Material to process →
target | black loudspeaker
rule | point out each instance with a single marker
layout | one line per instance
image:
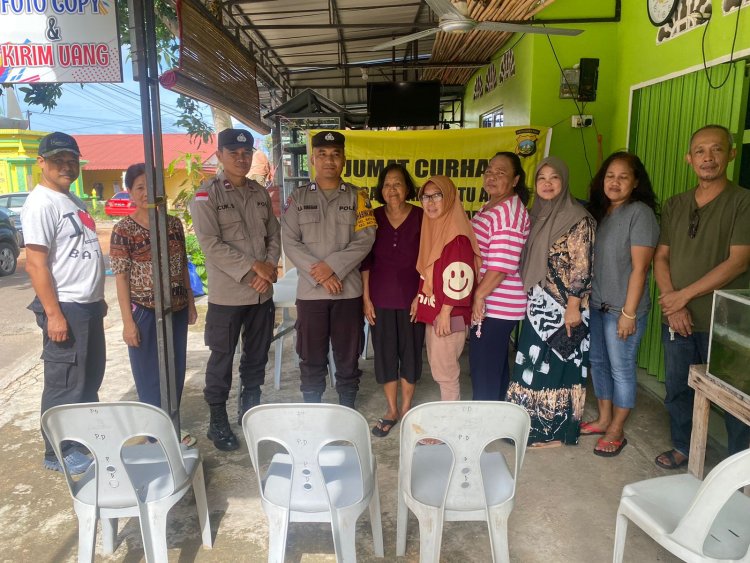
(589, 76)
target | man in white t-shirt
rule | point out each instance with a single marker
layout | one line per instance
(66, 267)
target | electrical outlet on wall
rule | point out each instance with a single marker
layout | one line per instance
(579, 121)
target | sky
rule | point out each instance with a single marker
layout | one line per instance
(105, 108)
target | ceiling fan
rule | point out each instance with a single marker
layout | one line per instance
(453, 15)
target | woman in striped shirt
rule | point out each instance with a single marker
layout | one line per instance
(501, 228)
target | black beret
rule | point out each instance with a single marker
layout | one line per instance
(328, 139)
(235, 138)
(58, 142)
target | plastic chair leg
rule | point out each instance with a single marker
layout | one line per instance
(430, 534)
(86, 532)
(343, 528)
(621, 532)
(278, 355)
(199, 490)
(402, 516)
(154, 530)
(278, 524)
(375, 520)
(109, 534)
(497, 524)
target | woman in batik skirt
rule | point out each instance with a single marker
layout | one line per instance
(549, 375)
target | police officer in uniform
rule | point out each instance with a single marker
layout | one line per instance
(241, 239)
(328, 229)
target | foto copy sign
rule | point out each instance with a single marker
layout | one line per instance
(59, 41)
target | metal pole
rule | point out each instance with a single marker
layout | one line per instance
(143, 34)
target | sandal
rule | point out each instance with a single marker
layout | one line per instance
(383, 427)
(588, 429)
(618, 444)
(187, 439)
(673, 463)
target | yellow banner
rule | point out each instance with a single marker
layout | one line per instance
(461, 154)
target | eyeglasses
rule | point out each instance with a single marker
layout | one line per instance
(437, 196)
(695, 220)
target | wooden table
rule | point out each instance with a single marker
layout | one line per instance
(710, 389)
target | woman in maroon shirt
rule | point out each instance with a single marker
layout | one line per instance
(390, 280)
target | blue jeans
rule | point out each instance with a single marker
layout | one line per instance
(144, 359)
(613, 368)
(679, 355)
(488, 359)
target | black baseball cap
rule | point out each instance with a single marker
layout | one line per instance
(235, 139)
(328, 139)
(57, 142)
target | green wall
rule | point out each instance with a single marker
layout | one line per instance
(628, 55)
(675, 56)
(514, 94)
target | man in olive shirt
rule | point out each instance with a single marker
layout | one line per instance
(328, 229)
(704, 245)
(240, 236)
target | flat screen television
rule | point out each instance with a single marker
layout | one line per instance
(402, 104)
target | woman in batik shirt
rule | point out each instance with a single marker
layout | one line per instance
(549, 376)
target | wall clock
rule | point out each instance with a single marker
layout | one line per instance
(661, 11)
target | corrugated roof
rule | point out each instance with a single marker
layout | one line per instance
(117, 152)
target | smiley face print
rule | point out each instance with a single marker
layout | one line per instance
(458, 280)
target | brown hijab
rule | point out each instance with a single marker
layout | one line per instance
(438, 233)
(550, 219)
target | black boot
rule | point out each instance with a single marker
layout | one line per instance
(249, 398)
(346, 398)
(218, 429)
(312, 396)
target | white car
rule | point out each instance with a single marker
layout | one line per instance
(12, 203)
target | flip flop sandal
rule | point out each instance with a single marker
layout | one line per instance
(379, 431)
(619, 444)
(673, 463)
(588, 429)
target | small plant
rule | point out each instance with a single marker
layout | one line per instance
(196, 256)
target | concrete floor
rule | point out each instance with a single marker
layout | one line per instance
(566, 498)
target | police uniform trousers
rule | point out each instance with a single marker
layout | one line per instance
(74, 368)
(224, 324)
(340, 322)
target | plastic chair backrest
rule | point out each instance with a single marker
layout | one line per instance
(303, 429)
(467, 427)
(103, 428)
(721, 483)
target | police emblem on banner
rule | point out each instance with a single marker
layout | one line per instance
(526, 141)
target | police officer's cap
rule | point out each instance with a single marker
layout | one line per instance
(58, 142)
(235, 139)
(328, 139)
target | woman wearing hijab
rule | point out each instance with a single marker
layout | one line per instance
(552, 360)
(447, 263)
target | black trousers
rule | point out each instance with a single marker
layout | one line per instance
(73, 369)
(339, 322)
(224, 324)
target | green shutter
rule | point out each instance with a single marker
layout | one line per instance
(664, 115)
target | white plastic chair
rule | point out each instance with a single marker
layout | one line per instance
(143, 480)
(458, 480)
(706, 521)
(315, 480)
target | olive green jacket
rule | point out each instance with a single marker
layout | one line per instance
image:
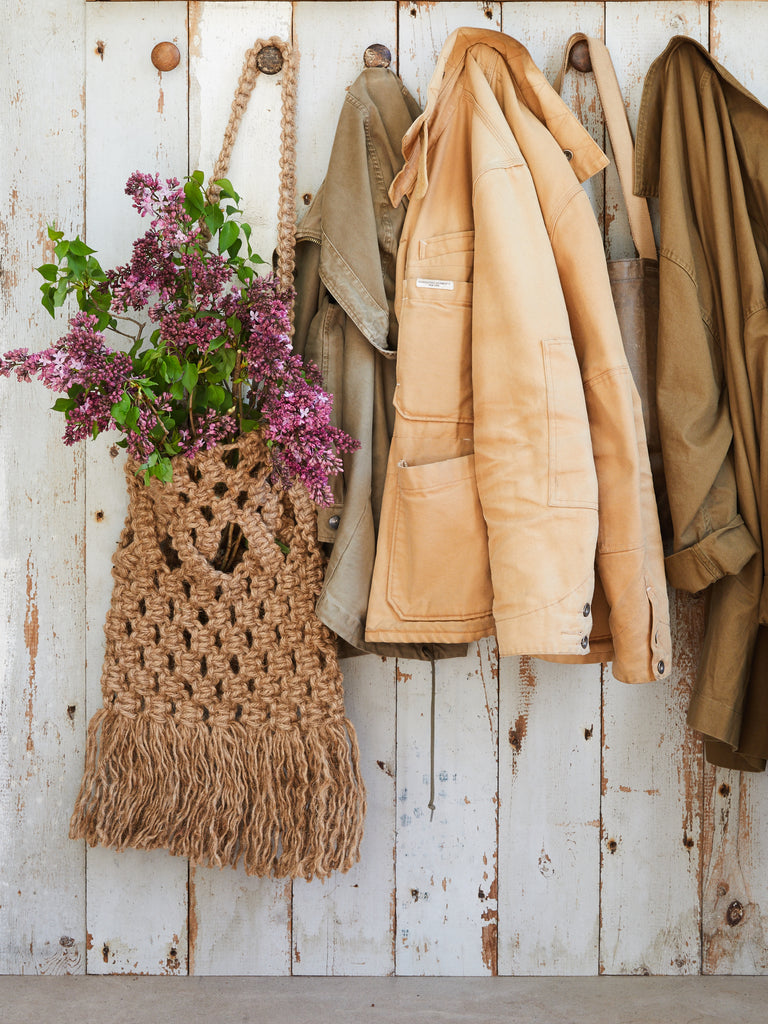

Instruction → Copy the records word for word, starting at the line that contains "target | plastic chair backrest" and continuing through the end of the records, with both ends included. Leave the pictures out of your copy.

Exercise result →
target | plastic chair backrest
rule | point out each instance with a single marker
layout | one line per instance
(303, 429)
(467, 427)
(103, 428)
(721, 483)
target | police emblem on banner
rule | point out each instance with a single marker
layout | one line per instance
(526, 141)
target | police officer's cap
rule | point out each instance with a single marker
layout | one line per instance
(58, 142)
(235, 139)
(328, 139)
target | woman wearing hijab
rule | point out each instance with a single marker
layout | one line per instance
(552, 360)
(447, 263)
target | black trousers
rule | point out each instance with a single marker
layout | one line per instance
(73, 369)
(339, 322)
(224, 324)
target | green shutter
rule | point out each instance with a single marker
layout | one line per instance
(664, 115)
target | white plastic chair
rule | point out each instance with a single marker
layout | one line per instance
(143, 480)
(458, 480)
(706, 521)
(315, 480)
target | olive green jacket
rule | point out each instance with a single marker
layout | one line per instance
image:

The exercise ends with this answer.